TASK REQUIREMENTS: In the discussion transcript on the triple nexus, copy word for word the passage from "Mr. Dizolele: Thank you, Ornella." to "to work together?".

** start TEXT BLOCK **

So these things have been tried. They have shown some level of success, but also have shown quite some level of limitations. I think another important element to keep in mind – and maybe this is something I would push back on a bit, regarding the quick impact projects. So, depending on who implements them, whether it’s Operation Barkhane or whether it’s MINUSMA and so on, these quick-impact projects have different meanings. In the context of a counter-terrorism operation they are purely meant to improve – I mean, as a bit of a PR tool, really, to make sure that communities are more receptive to the message of a particular warring actor.
I am not totally convinced of how confusing this is to communities, in the sense that this is not – those kind of quick-impact projects – are not delivered by civilian actors, in civilian dresses, with NGO locals on their back. They’re delivered by soldiers who present themselves as soldiers. They just happen to be – to be coming with, you know, rice, or water supplies, or whatever.
So I think it’s important to – you know, one, we acknowledge that escorts are a problem because they impose this kind of dual identification. I come with a soldier, meaning I might be on their side. That is a problem. I’m not sure so sure that for military actors just doing something as a military actor is necessarily that confusing. It can be a problem from a humanitarian actors’ perspective for different reasons. But that line of thought, which we hear in the region a lot, perhaps requires a bit more of nuancing.
Mr. Dizolele: Thank you, Ornella.
One thing I wanted to – just to follow up on that. Be that as it may, have there been any attempts to educate the population – I understand this is a volatile region, so people don’t always have time and means to educate the population. But be that, the population are the recipient. They’re supposed to be the recipient of whatever the world is doing with this triple nexus. In the end, it’s about supporting the local population. Have there been any attempt to educate them on this complex issue of triple nexus, and why these various actors feel the need to work together?
Ms. Morderan: So I think, you know, just as in the Global North, you wouldn’t have typically – OK, what example can I enter? In France, for instance, there is this extremely complex state social welfare system, which people know is in their interest and how to benefit. But they don’t really know what – I mean, what the mechanisms are in how it works. I think we should approach this with a kind of similar approach. It might be a bit excessive to expect regular, ordinary citizens who are not specialized in public policy or in international cooperation, et cetera, to grapple with concepts that we, as specialists, haven’t really figured out yet. What matters to people, I think, is that we make it work. Not that they are able to explain it, but that we make it work. So that, I think, is on actors’ side. It’s not and it shouldn’t be on the beneficiaries.
Mr. Dizolele: Thank you very much, Ornella.
Bill, you wanted to jump in and add?

** end TEXT BLOCK **
** start SUPPLIED ENTRIES **

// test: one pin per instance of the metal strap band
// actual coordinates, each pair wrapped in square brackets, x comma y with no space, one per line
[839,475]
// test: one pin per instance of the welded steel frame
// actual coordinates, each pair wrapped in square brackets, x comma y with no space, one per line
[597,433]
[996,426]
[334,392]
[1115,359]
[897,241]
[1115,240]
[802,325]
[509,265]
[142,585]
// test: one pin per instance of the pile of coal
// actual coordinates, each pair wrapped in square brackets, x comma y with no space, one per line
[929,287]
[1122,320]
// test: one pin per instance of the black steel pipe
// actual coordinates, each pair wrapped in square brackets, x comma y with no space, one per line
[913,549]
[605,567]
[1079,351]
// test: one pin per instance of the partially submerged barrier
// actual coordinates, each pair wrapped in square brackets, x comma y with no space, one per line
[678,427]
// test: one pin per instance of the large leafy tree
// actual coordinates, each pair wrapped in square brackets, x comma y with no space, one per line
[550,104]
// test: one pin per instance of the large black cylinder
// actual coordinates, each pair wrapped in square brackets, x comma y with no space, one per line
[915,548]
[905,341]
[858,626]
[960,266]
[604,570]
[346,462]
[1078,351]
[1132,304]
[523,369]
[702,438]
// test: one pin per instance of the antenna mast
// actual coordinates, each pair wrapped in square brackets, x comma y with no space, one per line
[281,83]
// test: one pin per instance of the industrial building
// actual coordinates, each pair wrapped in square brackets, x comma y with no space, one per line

** end SUPPLIED ENTRIES **

RESPONSE FOR THIS EXERCISE:
Mr. Dizolele: Thank you, Ornella.
One thing I wanted to – just to follow up on that. Be that as it may, have there been any attempts to educate the population – I understand this is a volatile region, so people don’t always have time and means to educate the population. But be that, the population are the recipient. They’re supposed to be the recipient of whatever the world is doing with this triple nexus. In the end, it’s about supporting the local population. Have there been any attempt to educate them on this complex issue of triple nexus, and why these various actors feel the need to work together?